### [Source passage]

━━━━━━━━━━━━━━━━━━━━━━━━━━━━━━

Bioactive Glass Coatings for PLA Bone Screws Science Fair

ISEF Category: Biomedical Engineering

Subcategory: Biomaterials and Regenerative Medicine  ·  Difficulty: Intermediate  ·  Setup: Home Setup  ·  Time: 1 to 2 Months

The Hook

Real bioactive glass implants encourage bone to grow right onto them. The recipe is mostly silica, calcium, and phosphate. You can mimic the first two with crushed glass and eggshells. After a soak in simulated body fluid, your homemade coating should grow a layer of bone-like apatite you can detect with aquarium phosphate strips.

What Is It?

Bioactive glass is a class of materials that bonds to bone. Common formulas include silica from soda-lime glass, calcium from carbonate sources like eggshell, and small amounts of phosphate or boron. When dipped into simulated body fluid (SBF), the surface releases ions and pulls phosphate from solution, forming hydroxyapatite, the mineral in bone.

A 3D-printed PLA bone screw is a teaching analog, not a real implant. You coat it with your glass mix, cure it, then submerge it in SBF for days. Each day you measure the phosphate left in solution. Falling phosphate means apatite is forming.

Aquarium phosphate strips give semi-quantitative readings. With careful color calibration on your phone, you can convert the strip color to a numeric concentration and plot uptake over time.

━━━━━━━━━━━━━━━━━━━━━━━━━━━━━━

### [Problem to work on]
Answer these from the bioactive glass project page:
(a) What two household items can stand in for the silica and calcium in real bioactive glass?
(b) What mineral forms on the surface when bioactive glass is dipped in simulated body fluid?
(c) What does falling phosphate in the solution show?

(Data entries)
━━━━━━━━━━━━━━━━━━━━━━━━━━━━━━

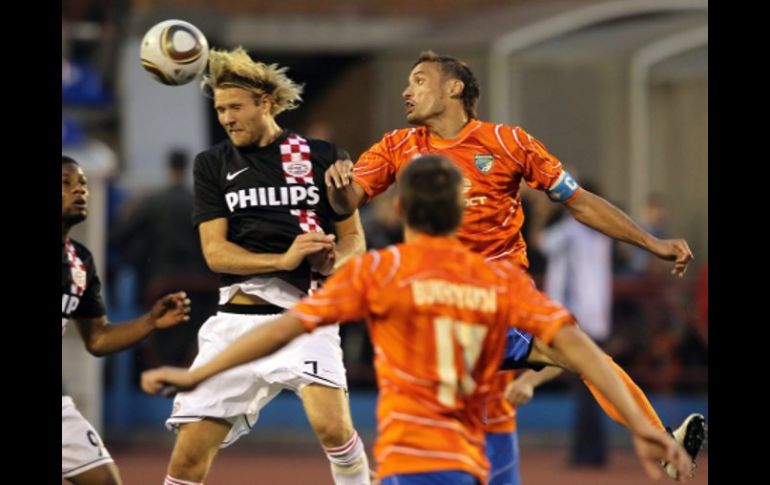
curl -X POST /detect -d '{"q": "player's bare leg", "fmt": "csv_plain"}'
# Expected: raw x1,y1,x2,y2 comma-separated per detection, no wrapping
300,384,370,485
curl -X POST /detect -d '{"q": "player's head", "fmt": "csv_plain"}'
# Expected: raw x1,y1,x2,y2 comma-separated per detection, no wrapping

━━━━━━━━━━━━━━━━━━━━━━━━━━━━━━

### [Response to this task]
(a) Crushed glass and eggshells.
(b) Hydroxyapatite, the mineral in bone.
(c) That apatite is forming.